§ **TEXT EXCERPT**
-=-=-

A mid-week legislative update with a reporter from the Arizona Capitol Times.
Ted Simons: Good evening, and welcome To "Arizona Horizon." I'm Ted Simons. Lawmakers are in their Second week of the new legislative session and Already we're hearing of a budget gap between the legislature and the governor. For more on that in our Weekly legislative update, We're joined by Luige de Puerto of the "Arizona capitol times." Thank you for joining us.
Luige del Puerto: Thank you.
Ted Simons: Let's start with the sentence today --
Luige de Puerto: He was sentenced today. He had been indicted and pled guilty to two felony charges and today was his sentencing, and he was facing potentially 30 to 37 months in prison. He will not go to jail. What he got instead was three years' probation, 18 months of house arrest, and I think he gets to pay about $540 or so in restitution.
Ted Simons: This is again solicit and accepting a bribe, mail fraud, misleading donors on a scholarship fund which I guess he apparently kept the money himself. Not while he was in the state legislature.
Luige del Puerto: Well, some happened when he was still a councilor in Tempe. Some of this spilled over when he was with the state legislature.
Ted Simons: Restitution, house arrest -- why not any prison time?

-=-=-

§ **SUPPLIED INFORMATION**
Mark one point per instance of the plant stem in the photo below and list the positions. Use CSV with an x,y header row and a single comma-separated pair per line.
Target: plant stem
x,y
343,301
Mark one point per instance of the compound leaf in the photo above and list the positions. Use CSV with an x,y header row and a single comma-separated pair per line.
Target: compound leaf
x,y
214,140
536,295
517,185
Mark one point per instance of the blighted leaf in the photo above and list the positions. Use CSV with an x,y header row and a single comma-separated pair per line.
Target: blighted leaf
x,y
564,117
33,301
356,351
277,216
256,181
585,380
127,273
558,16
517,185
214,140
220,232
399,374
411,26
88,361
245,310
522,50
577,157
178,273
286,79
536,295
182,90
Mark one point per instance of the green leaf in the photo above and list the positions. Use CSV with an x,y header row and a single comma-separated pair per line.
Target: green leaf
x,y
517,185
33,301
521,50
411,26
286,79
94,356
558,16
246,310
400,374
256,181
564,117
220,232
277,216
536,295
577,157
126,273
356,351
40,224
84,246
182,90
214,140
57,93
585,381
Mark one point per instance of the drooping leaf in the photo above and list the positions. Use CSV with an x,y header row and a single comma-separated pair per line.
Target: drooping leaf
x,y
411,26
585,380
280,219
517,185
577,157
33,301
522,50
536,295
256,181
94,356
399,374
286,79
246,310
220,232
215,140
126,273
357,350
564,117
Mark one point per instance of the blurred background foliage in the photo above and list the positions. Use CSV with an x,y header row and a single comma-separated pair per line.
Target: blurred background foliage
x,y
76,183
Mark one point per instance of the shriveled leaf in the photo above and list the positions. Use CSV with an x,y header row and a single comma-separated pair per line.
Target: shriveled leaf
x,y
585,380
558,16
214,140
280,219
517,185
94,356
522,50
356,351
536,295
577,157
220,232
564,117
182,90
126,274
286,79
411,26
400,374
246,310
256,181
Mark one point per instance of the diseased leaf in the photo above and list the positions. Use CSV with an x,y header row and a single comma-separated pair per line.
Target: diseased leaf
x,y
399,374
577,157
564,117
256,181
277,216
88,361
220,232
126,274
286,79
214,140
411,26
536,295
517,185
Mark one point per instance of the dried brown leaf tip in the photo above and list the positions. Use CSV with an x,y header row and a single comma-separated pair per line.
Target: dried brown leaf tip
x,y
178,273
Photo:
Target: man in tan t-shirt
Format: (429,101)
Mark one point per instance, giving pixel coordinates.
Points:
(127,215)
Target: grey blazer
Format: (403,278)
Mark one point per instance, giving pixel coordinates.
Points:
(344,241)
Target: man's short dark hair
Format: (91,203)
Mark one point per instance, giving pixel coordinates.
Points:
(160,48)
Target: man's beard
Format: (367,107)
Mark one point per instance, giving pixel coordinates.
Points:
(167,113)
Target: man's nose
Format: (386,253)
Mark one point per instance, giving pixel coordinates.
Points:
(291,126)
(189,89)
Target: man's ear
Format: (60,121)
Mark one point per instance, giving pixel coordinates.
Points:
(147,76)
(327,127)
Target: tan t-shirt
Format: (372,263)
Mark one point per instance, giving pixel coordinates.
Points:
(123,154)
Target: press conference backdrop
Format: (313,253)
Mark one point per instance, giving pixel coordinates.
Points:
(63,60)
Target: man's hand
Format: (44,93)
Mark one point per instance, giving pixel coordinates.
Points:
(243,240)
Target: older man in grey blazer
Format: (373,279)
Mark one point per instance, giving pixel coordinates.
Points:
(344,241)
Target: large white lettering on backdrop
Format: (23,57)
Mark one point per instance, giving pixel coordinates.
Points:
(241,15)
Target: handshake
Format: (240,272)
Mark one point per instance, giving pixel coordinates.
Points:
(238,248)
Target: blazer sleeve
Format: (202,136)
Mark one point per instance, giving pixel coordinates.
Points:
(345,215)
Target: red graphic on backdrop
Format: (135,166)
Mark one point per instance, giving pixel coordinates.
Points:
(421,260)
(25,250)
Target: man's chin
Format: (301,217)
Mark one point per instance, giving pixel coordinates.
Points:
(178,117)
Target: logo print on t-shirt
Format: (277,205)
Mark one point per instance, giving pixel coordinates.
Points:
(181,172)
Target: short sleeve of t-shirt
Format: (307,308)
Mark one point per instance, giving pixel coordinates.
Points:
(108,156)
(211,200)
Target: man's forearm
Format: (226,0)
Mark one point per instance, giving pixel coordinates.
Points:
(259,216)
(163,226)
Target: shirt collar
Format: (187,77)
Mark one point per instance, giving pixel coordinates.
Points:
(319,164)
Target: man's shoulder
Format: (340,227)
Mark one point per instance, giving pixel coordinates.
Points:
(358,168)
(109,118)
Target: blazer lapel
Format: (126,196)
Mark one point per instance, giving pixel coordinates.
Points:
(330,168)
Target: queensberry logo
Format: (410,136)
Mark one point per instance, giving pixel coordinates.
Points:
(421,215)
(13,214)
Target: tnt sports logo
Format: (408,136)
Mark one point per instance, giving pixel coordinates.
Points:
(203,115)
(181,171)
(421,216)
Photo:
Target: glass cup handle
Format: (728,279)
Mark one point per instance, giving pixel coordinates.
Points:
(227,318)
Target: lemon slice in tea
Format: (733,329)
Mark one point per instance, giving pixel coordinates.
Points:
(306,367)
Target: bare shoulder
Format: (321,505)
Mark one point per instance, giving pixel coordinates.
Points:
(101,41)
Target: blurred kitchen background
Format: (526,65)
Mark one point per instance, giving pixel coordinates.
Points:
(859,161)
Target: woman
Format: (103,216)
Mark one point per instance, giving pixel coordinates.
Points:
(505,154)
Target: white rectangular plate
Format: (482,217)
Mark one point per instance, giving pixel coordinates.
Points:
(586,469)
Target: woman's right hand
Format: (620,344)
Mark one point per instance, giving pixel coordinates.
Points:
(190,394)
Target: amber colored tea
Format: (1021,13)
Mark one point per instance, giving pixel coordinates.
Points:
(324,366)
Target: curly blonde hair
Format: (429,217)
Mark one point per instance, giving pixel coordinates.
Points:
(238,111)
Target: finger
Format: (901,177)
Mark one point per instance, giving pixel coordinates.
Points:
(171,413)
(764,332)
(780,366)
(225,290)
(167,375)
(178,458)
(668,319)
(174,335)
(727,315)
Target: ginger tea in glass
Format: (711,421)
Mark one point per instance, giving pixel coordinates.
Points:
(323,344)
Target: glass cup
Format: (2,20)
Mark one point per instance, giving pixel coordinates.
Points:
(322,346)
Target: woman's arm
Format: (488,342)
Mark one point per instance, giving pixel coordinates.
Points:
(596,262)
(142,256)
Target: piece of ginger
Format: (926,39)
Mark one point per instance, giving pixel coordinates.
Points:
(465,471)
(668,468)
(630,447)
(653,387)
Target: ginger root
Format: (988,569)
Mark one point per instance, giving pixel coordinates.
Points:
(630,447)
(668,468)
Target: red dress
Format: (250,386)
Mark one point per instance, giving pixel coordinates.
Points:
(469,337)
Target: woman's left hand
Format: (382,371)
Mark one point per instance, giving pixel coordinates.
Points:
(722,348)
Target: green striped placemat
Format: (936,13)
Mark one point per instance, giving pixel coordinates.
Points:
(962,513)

-=-=-

§ **EXERCISE INSTRUCTIONS**
• A. Can you print the legislative update transcript word for word, everything from "Ted Simons: This" down to "any prison time?"?
• B. How would the legislative update transcript go on after its last line?
The listing has no role in any of this.

§ **ANSWERS TO THE TASKS**
• A.
Ted Simons: This is again solicit and accepting a bribe, mail fraud, misleading donors on a scholarship fund which I guess he apparently kept the money himself. Not while he was in the state legislature.
Luige del Puerto: Well, some happened when he was still a councilor in Tempe. Some of this spilled over when he was with the state legislature.
Ted Simons: Restitution, house arrest -- why not any prison time?

• B.
Luige del Puerto: Well -- defending him, getting the court to agree that a prison sentence would not be right for him. They had been pleading for leniency in the sentencing. Three arguments for it. One, the tickets that he accepted were supposedly inflated or the prices of the tickets that he accepted were inflated by government. The other one is that he has mental and physical problems, and supposably he was sliding into dementia. And in putting him in prison would not be good for his health. The third is that it is out of character for somebody who has served in the public sector for decades to be facing such scary-sounding charges, and, therefore, he should instead be given house arrest. And that's what the judge did.
Ted Simons: All right. Let's get to that budget gap. Projections between the governor and the legislature, just a wee bit off here.
Luige del Puerto: Right. One of the first things they have to do is reconcile the revenue figures. That is the starting point of any negotiation. As you recall, the main point of hold-up last time around, they couldn't agree exactly how much the state was getting in revenues in a few years. Governor's projected rose here -- number for fiscal year 2016, three years from now, the governor said we will probably get about $139 million in cash balance, legislature thinks we're going to face a $70 million deficit. So, yeah, quite a huge swing. They have to reconcile those numbers first.
Ted Simons: Is it basically the idea that the governor sees a better economic recovery than the legislature? Is that pretty much the bottom line?
Luige del Puerto: That has typically been the case and been the case with this governor also. In bad times, during a recession, the legislature has been correct to paint a more conservative number, but in better times, the governor's office has been mostly correct in painting a rosier revenue projection, that's typically been the case and as far as I know since I have been covering the state legislature, that is always the case.
Ted Simons: Interesting. Is there room for compromise here? Is this going to be a knock down drag out as we go along?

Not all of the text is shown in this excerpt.